Description of the task:
Identify every line below that contains the word "brush", and copy each such line in full.

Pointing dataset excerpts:
Begin
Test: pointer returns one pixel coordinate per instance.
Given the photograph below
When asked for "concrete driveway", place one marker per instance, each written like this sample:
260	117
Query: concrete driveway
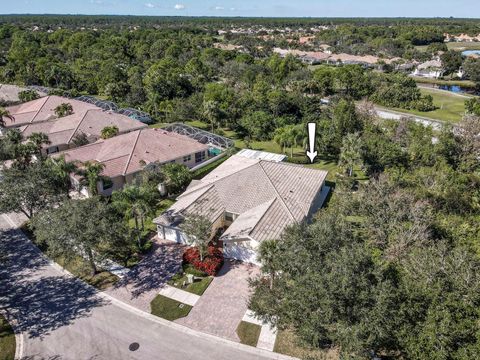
60	317
223	305
145	280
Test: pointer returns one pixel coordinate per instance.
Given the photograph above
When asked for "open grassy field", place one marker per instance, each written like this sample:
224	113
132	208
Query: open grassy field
463	46
168	308
458	46
7	340
287	343
248	333
450	106
463	83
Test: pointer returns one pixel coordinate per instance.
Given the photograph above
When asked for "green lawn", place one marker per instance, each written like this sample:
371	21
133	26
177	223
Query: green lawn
463	46
458	46
168	309
248	333
450	106
7	340
464	83
198	287
287	343
160	208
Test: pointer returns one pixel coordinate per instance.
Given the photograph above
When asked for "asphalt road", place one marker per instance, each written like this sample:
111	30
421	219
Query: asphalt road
60	317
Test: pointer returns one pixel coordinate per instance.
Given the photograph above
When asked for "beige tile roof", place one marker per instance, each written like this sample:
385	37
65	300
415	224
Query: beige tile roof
267	196
43	109
63	130
125	154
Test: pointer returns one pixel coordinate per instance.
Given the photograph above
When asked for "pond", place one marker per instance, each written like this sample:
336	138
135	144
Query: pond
470	52
453	88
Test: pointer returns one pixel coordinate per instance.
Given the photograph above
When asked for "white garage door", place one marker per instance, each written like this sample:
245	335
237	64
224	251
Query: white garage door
173	235
240	252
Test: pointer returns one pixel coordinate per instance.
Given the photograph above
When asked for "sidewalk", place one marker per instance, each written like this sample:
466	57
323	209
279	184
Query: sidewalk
179	295
268	334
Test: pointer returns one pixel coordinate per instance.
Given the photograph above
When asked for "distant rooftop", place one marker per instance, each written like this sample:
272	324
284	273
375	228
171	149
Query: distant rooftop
129	153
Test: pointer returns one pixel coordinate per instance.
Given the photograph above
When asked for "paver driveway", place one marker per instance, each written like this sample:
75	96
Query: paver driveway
221	308
59	317
145	280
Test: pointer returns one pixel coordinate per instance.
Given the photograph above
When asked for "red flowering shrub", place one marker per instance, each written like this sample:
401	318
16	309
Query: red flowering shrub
211	263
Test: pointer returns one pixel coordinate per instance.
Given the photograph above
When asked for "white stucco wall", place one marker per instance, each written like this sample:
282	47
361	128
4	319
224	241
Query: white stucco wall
245	251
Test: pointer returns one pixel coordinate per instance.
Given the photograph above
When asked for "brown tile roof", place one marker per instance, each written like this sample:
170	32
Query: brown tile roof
43	109
125	154
267	196
63	130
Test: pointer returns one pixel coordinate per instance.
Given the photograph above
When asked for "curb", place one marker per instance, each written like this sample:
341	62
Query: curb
158	320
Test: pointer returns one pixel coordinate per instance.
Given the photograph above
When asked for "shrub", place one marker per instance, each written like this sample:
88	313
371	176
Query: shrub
189	269
211	263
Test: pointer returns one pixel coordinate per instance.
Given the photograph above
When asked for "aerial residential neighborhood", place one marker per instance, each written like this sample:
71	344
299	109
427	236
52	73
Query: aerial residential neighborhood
239	180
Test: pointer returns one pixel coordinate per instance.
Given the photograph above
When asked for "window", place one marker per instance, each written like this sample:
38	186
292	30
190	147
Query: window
107	184
230	217
199	157
52	150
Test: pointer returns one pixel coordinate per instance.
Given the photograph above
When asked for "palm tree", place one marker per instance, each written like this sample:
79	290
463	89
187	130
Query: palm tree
91	175
5	114
135	202
281	137
38	140
350	154
62	170
64	109
211	112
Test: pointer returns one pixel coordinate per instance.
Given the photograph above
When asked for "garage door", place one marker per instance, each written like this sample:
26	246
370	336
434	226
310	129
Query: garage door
239	252
173	235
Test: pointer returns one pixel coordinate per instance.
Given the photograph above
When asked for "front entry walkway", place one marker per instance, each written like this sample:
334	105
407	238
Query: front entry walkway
223	305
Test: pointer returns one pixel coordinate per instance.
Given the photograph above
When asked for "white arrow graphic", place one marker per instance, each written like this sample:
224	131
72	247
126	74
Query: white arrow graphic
312	131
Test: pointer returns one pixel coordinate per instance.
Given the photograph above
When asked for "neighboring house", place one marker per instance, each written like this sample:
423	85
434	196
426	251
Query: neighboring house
429	69
125	156
61	132
43	109
247	200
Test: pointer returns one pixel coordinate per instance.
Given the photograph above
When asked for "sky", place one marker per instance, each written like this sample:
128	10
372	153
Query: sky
263	8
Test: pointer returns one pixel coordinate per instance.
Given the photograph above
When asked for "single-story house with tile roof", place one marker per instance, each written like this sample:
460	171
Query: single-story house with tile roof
248	201
61	132
43	109
125	156
429	69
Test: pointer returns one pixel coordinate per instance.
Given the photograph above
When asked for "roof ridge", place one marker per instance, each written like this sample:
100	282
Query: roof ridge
78	125
276	191
212	187
263	215
41	107
222	178
306	211
131	152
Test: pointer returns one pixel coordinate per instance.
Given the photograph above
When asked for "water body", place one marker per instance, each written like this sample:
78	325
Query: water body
453	88
470	52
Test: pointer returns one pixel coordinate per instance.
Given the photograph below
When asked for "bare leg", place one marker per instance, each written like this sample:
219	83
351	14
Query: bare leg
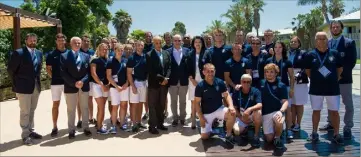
55	113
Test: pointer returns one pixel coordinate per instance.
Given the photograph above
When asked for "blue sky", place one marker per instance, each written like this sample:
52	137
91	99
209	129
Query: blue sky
159	16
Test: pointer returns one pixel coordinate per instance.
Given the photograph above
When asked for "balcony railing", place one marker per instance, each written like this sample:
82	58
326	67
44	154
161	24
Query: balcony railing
353	36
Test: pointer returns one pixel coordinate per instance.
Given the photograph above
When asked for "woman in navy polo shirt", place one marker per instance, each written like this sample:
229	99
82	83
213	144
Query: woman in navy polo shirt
195	75
119	91
286	75
100	85
300	96
274	104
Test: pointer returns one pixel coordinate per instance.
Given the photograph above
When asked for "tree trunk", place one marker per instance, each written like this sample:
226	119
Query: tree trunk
324	11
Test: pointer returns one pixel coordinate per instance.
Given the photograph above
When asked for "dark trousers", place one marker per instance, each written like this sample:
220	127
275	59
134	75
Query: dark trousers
156	104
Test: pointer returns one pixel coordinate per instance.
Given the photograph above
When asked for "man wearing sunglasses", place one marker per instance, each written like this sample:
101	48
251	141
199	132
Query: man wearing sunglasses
268	47
187	41
208	101
235	67
248	105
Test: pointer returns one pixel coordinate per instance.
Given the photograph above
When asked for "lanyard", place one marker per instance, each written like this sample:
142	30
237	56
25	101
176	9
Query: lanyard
281	66
249	98
269	89
324	59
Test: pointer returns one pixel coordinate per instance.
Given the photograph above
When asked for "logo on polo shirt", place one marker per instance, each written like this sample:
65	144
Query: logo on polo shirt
331	58
342	54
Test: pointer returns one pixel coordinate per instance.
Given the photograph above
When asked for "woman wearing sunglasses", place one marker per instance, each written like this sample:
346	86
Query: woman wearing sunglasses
286	76
296	56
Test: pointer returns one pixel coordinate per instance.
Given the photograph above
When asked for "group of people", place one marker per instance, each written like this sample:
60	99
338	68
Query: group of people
243	84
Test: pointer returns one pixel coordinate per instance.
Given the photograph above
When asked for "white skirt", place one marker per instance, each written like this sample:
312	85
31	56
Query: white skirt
300	96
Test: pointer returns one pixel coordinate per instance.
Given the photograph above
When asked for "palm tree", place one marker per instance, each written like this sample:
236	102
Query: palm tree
122	22
336	8
299	27
313	2
236	17
247	6
256	17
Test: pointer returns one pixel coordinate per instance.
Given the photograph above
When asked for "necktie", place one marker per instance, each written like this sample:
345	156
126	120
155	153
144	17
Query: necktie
77	60
35	60
334	44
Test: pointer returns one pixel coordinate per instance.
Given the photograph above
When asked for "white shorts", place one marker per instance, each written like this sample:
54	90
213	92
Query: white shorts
333	102
56	91
91	88
268	123
300	95
141	95
117	97
241	123
219	114
191	90
98	91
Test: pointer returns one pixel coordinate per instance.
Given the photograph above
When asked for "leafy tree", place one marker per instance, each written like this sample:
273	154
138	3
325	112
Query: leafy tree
336	8
179	28
137	34
314	2
122	22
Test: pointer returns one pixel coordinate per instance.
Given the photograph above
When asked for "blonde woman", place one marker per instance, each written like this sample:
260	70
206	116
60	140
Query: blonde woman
119	91
128	48
100	85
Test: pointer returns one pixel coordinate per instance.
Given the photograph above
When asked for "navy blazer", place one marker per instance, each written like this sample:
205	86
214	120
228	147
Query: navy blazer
22	71
179	72
347	50
192	63
71	74
157	72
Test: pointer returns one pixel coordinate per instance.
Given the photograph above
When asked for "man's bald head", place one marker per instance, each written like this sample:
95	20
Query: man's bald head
75	43
177	42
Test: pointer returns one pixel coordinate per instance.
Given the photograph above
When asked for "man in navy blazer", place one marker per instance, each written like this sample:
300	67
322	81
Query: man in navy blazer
347	50
24	70
178	80
74	67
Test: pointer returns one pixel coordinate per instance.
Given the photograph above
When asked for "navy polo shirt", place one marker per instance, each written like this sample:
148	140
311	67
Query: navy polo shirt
119	69
147	47
319	84
257	63
241	100
211	95
218	56
139	64
236	69
246	49
111	53
283	65
272	94
166	47
267	47
100	69
90	52
53	60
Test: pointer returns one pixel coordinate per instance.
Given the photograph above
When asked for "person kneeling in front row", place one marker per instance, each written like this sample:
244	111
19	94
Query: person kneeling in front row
274	104
249	104
208	99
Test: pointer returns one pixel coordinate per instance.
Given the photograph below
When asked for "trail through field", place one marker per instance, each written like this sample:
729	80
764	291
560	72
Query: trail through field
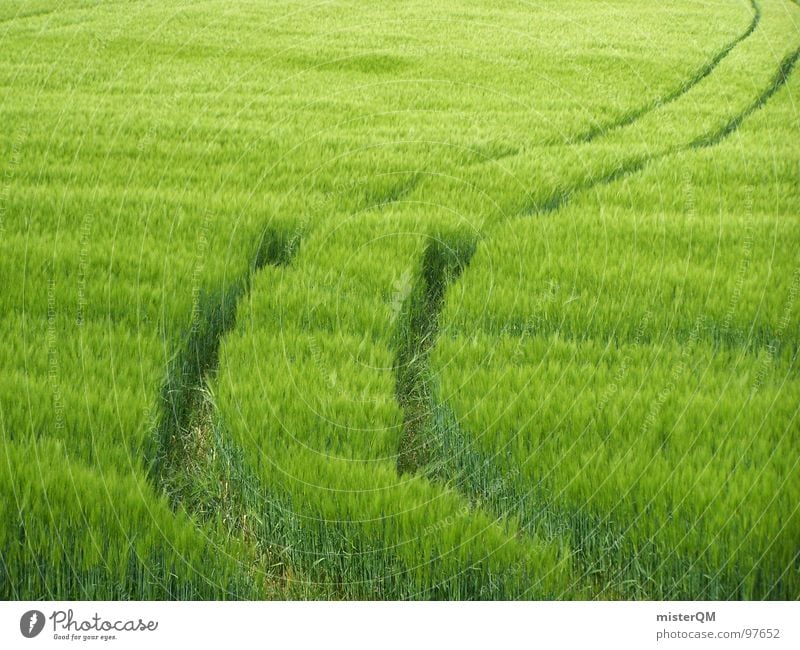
447	455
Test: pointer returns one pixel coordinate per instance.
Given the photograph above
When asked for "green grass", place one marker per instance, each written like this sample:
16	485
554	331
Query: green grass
488	300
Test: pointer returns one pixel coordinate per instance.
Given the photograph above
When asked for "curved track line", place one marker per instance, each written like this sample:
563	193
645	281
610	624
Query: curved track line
419	418
627	119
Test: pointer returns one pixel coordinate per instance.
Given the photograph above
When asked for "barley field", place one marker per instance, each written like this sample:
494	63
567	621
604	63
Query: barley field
400	300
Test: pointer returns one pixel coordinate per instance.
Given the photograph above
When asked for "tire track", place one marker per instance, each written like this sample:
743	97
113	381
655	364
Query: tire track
433	442
562	197
629	118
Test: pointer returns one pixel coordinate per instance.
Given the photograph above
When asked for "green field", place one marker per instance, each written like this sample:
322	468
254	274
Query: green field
400	300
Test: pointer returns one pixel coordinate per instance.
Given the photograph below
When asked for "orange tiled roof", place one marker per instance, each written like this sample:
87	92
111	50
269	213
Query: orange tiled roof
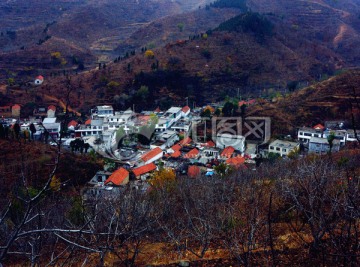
144	169
236	161
118	177
176	147
176	154
52	107
152	153
185	109
72	123
192	153
319	127
193	171
210	144
227	152
185	141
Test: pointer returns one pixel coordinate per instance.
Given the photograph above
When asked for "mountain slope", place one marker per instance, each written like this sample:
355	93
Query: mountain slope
333	99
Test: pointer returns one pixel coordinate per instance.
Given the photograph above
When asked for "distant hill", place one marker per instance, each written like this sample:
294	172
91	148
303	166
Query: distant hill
331	99
308	40
87	30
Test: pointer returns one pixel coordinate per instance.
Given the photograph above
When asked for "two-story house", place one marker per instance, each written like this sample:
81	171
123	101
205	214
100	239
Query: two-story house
283	148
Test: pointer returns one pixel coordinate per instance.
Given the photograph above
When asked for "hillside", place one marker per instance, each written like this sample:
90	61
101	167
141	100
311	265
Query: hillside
334	24
331	99
302	46
177	27
87	30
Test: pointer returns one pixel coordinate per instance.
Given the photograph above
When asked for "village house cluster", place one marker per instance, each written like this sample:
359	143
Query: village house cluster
139	144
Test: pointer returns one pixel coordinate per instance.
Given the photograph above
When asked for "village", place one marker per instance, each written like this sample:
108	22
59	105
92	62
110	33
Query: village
135	145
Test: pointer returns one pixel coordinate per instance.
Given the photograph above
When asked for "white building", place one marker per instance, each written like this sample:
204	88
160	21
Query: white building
39	80
165	139
350	135
53	127
322	146
103	111
283	148
171	116
224	140
305	134
339	135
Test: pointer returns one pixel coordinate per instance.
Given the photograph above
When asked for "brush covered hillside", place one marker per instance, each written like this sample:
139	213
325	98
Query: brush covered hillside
177	27
250	52
329	23
82	31
336	98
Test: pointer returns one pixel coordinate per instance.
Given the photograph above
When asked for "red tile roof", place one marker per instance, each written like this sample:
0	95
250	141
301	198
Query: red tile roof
185	141
319	127
236	161
151	154
176	154
210	144
185	109
227	152
176	147
192	153
52	107
72	123
118	177
248	103
194	171
144	169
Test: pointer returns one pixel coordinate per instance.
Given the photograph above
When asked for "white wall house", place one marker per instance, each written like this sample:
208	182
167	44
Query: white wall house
305	134
103	111
350	135
224	140
283	148
339	135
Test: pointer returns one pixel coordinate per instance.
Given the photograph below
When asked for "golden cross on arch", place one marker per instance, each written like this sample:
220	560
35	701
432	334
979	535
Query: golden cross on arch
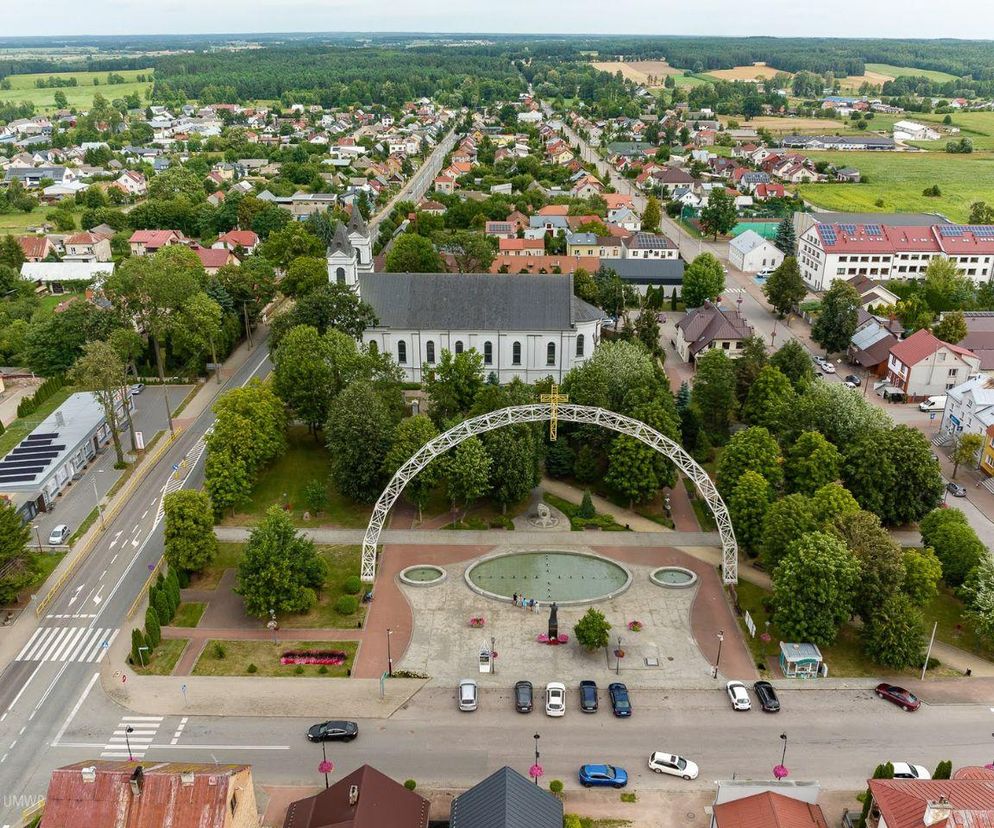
End
Response to this task:
When asked for "brush covered hillside", place one marker per instance, each written like this sample:
Query: brush covered hillside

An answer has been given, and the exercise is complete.